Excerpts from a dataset
○ ○ ○ ○ ○ ○ ○
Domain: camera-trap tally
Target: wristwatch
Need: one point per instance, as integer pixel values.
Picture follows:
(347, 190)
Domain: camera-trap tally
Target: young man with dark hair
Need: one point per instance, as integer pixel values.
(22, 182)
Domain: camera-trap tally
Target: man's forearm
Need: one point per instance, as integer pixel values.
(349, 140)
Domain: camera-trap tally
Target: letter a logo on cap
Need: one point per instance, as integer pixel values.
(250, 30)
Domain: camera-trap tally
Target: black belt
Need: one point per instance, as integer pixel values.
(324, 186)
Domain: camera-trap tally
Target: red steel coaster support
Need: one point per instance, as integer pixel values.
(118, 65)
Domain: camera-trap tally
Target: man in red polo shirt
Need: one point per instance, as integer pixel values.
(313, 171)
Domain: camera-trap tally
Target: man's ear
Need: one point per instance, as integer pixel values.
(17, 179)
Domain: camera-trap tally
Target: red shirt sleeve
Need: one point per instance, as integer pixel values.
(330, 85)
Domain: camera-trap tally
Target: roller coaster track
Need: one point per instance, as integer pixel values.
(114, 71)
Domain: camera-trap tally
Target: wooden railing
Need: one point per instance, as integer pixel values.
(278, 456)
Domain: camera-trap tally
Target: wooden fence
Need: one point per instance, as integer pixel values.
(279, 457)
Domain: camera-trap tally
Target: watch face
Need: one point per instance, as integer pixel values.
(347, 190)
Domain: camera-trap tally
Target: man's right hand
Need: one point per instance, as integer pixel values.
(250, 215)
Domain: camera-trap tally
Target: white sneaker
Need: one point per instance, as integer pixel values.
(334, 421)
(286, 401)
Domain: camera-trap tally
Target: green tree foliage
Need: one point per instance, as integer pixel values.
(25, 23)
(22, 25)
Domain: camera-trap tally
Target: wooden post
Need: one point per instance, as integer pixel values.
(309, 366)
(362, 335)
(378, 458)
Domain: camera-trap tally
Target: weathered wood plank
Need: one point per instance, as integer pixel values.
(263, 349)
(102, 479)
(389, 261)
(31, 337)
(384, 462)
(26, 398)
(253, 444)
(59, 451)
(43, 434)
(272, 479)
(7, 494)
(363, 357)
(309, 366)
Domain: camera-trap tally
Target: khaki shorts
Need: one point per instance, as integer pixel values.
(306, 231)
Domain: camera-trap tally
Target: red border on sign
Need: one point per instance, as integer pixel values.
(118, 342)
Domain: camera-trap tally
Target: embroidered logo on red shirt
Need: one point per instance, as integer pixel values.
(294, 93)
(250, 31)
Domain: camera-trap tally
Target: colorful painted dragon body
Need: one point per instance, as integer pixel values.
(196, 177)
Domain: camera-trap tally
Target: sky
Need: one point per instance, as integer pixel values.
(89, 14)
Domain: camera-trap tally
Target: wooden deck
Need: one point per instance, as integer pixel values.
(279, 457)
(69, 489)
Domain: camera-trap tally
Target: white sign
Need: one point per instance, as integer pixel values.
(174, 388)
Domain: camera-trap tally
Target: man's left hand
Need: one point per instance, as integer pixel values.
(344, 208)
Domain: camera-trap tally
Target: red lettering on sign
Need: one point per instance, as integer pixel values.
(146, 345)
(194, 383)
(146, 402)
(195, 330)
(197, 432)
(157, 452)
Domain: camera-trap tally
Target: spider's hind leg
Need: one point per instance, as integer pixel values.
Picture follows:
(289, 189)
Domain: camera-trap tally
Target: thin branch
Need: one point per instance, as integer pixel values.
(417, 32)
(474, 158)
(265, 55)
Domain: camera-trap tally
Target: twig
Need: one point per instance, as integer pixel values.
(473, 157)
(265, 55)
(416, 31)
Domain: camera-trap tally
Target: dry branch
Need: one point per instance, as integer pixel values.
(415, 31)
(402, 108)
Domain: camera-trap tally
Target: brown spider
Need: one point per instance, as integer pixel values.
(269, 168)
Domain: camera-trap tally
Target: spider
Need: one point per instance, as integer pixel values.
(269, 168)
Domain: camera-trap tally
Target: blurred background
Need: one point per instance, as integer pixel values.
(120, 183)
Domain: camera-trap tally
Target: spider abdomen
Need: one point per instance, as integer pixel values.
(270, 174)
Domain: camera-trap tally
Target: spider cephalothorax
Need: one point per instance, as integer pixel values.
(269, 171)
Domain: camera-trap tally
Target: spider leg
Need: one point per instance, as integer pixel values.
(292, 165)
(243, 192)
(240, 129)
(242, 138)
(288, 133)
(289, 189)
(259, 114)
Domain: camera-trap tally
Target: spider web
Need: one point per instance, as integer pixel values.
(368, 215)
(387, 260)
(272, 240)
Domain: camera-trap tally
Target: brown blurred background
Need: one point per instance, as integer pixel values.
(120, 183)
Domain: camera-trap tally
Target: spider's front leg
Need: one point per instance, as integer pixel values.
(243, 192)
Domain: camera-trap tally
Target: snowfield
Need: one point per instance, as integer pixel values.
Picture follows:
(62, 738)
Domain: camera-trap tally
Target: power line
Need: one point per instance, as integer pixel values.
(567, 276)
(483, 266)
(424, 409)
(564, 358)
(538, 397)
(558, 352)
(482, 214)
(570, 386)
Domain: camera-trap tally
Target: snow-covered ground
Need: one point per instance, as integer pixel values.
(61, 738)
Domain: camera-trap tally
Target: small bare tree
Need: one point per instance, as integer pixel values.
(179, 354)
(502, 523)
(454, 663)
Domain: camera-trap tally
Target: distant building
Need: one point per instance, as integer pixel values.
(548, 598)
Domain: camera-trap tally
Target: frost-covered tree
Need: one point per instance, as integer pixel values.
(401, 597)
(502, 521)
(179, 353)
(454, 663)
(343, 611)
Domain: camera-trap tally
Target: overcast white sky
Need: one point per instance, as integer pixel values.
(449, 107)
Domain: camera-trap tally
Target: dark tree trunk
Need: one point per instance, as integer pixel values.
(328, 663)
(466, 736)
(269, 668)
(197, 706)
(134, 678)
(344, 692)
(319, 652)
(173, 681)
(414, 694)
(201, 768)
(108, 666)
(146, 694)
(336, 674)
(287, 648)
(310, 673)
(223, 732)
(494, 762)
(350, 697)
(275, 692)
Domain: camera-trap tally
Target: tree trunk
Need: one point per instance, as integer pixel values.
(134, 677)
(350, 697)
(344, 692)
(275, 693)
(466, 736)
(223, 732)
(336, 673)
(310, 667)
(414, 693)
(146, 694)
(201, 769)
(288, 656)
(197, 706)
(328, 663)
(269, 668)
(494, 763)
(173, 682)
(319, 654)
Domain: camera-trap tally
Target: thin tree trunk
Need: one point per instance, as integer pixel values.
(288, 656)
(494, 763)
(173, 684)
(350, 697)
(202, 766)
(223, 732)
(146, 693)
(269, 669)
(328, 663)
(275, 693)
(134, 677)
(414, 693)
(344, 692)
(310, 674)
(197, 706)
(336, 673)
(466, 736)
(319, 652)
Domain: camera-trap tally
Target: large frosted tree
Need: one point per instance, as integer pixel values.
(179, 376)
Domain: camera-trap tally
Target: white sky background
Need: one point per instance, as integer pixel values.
○ ○ ○ ○ ○ ○ ○
Your objective: Every entry must be repeated exactly; none may be skipped.

Your solution:
Domain: camera-trap tally
Target: wristwatch
Need: one point per instance, as integer pixel values.
Picture follows:
(347, 190)
Domain: camera-trap tally
Target: young man with dark hair
Need: one point per instance, as integer pixel values.
(22, 182)
Domain: camera-trap tally
Target: man's forearm
Need: one point per instance, as integer pixel values.
(349, 140)
Domain: camera-trap tally
Target: letter a logo on cap
Need: one point per instance, as integer pixel values.
(250, 30)
Domain: camera-trap tally
Target: black belt
Need: one point per instance, as integer pixel values.
(324, 186)
Domain: camera-trap tally
Target: red steel coaster support
Need: one point per instance, as integer pixel values.
(118, 65)
Domain: camera-trap tally
Target: man in red polo shirt
Need: one point per instance, as integer pixel values.
(313, 171)
Domain: camera-trap tally
Target: man's ear
Need: one point per instance, as integer pixel values.
(17, 179)
Domain: camera-trap tally
Target: red shirt sleeve
Need: one point per instance, as integer pixel values.
(330, 85)
Domain: camera-trap tally
Target: roller coaster track
Need: one point per instance, as integer pixel values.
(114, 71)
Domain: camera-trap tally
Target: wooden railing
Need: one point per instance, as integer pixel values.
(278, 456)
Domain: camera-trap tally
Target: wooden fence
Need: one point per instance, as integer pixel values.
(279, 457)
Domain: camera-trap tally
Target: watch face
Need: one point per instance, as integer pixel values.
(347, 190)
Domain: camera-trap tally
Target: man's right hand
Need: one point per instance, as integer pixel values.
(250, 215)
Domain: camera-trap tally
Target: white sneaker
Need: one point per instance, as integer pixel values.
(334, 421)
(286, 401)
Domain: camera-trap tally
Target: green tree foliage
Need: one point per instance, as integer pixel values.
(25, 23)
(22, 25)
Domain: camera-trap tally
Target: wooden post
Need: one point per instance, as integer pixel values.
(309, 366)
(362, 335)
(378, 458)
Domain: camera-trap tally
Target: weathered wood plank
Need: one point per instance, as integer pixel values.
(263, 349)
(102, 479)
(389, 261)
(31, 337)
(384, 462)
(26, 398)
(253, 444)
(59, 451)
(43, 434)
(272, 479)
(7, 494)
(363, 357)
(309, 366)
Domain: camera-trap tally
Target: khaki shorts
Need: one point per instance, as integer pixel values.
(306, 231)
Domain: camera-trap tally
Target: red border on sign
Need: one point per instance, as integer pixel values.
(118, 342)
Domain: camera-trap tally
Target: embroidered logo on red shirt
Need: one point per instance, as integer pixel values.
(294, 93)
(250, 31)
Domain: camera-trap tally
Target: colorful painted dragon body
Need: one point per instance, as integer pixel values.
(196, 177)
Domain: camera-trap tally
Target: sky
Need: one point per instance, as integer pixel values.
(89, 14)
Domain: camera-trap tally
Target: wooden deck
Need: one point per instance, as integer pixel values.
(279, 457)
(69, 489)
Domain: camera-trap tally
Target: white sign
Need: one point per instance, as integer pixel values.
(174, 388)
Domain: camera-trap tally
Target: man's left hand
Need: one point per instance, as integer pixel values.
(344, 208)
Domain: camera-trap tally
Target: red lettering on sign
Need: one point per instance, as integer pixel values.
(146, 345)
(194, 383)
(146, 402)
(195, 330)
(197, 432)
(157, 452)
Domain: camera-trap tally
Target: spider's hind leg
Need: one point per instance, as integer pixel values.
Picture follows:
(289, 189)
Domain: camera-trap tally
Target: thin branch
Need: one point per instance, as integer pixel values.
(417, 32)
(474, 158)
(265, 55)
Domain: camera-trap tally
Target: twig
Need: one point per instance, as integer pixel values.
(473, 157)
(265, 55)
(416, 31)
Domain: camera-trap tally
Target: dry branch
Need: one point per instance, as integer pixel values.
(415, 31)
(402, 108)
Domain: camera-trap tally
Target: brown spider
Need: one point per instance, as integer pixel values.
(269, 168)
Domain: camera-trap tally
Target: spider
Need: one point per instance, as integer pixel values.
(269, 168)
Domain: camera-trap tally
Target: blurred background
Need: one point per instance, as integer pixel values.
(120, 183)
Domain: camera-trap tally
Target: spider abdomen
Need: one point per instance, as integer pixel values.
(270, 174)
Domain: camera-trap tally
Target: spider cephalothorax
Need: one point per instance, as integer pixel values.
(269, 171)
Domain: camera-trap tally
Target: spider leg
Need: one point per instance, as integer pixel values.
(292, 165)
(243, 192)
(240, 129)
(242, 138)
(288, 133)
(289, 189)
(259, 114)
Domain: camera-trap tally
Target: spider web
Need: one point per instance, as integer pixel values.
(368, 215)
(387, 260)
(272, 240)
Domain: camera-trap tally
Target: brown blurred background
Need: one point per instance, as integer pixel values.
(120, 183)
Domain: camera-trap tally
Target: spider's front leg
Need: one point per instance, as integer pixel values.
(243, 192)
Domain: camera-trap tally
Target: snowfield
Need: one point per instance, as integer pixel values.
Picture follows:
(62, 738)
Domain: camera-trap tally
Target: power line
Need: one point per instance, as integer pixel values.
(567, 276)
(483, 266)
(424, 409)
(564, 358)
(538, 397)
(558, 352)
(482, 214)
(570, 386)
Domain: camera-trap tally
Target: snow-covered ground
Need: one point per instance, as integer pixel values.
(61, 738)
Domain: camera-trap tally
Target: small bare tree
Need: one point per instance, as integer pixel values.
(179, 354)
(502, 523)
(454, 663)
Domain: camera-trap tally
Target: distant building
Need: one point per instance, as integer pixel values.
(548, 598)
Domain: camera-trap tally
Target: frost-covered tree
Need: one point per instance, as integer pixel values.
(401, 597)
(502, 521)
(179, 353)
(454, 663)
(343, 611)
Domain: camera-trap tally
Target: overcast white sky
Need: one point per instance, as integer pixel values.
(449, 107)
Domain: camera-trap tally
Target: dark tree trunk
Need: one point per instance, as integer pixel values.
(328, 663)
(466, 736)
(269, 668)
(197, 706)
(134, 678)
(344, 692)
(319, 652)
(173, 681)
(414, 694)
(201, 768)
(108, 666)
(146, 694)
(336, 674)
(287, 648)
(310, 673)
(223, 732)
(494, 762)
(350, 697)
(275, 692)
Domain: camera-trap tally
Target: tree trunk
Need: one point per instance, as integer pixel values.
(134, 677)
(350, 697)
(344, 692)
(275, 693)
(466, 736)
(223, 732)
(336, 673)
(310, 667)
(414, 693)
(146, 694)
(201, 769)
(288, 656)
(197, 706)
(328, 663)
(269, 668)
(494, 763)
(173, 682)
(319, 654)
Domain: camera-trap tally
Target: thin tree trunk
Need: one point per instance, as integer pixel values.
(288, 656)
(494, 763)
(173, 684)
(350, 697)
(202, 766)
(223, 732)
(146, 693)
(269, 669)
(328, 663)
(275, 693)
(134, 677)
(414, 693)
(344, 692)
(310, 674)
(197, 706)
(336, 673)
(466, 736)
(319, 652)
Domain: camera-trap tally
Target: large frosted tree
Need: one point per instance, as integer pixel values.
(179, 376)
Domain: camera-trap tally
Target: white sky background
Need: one point per instance, as integer pixel values.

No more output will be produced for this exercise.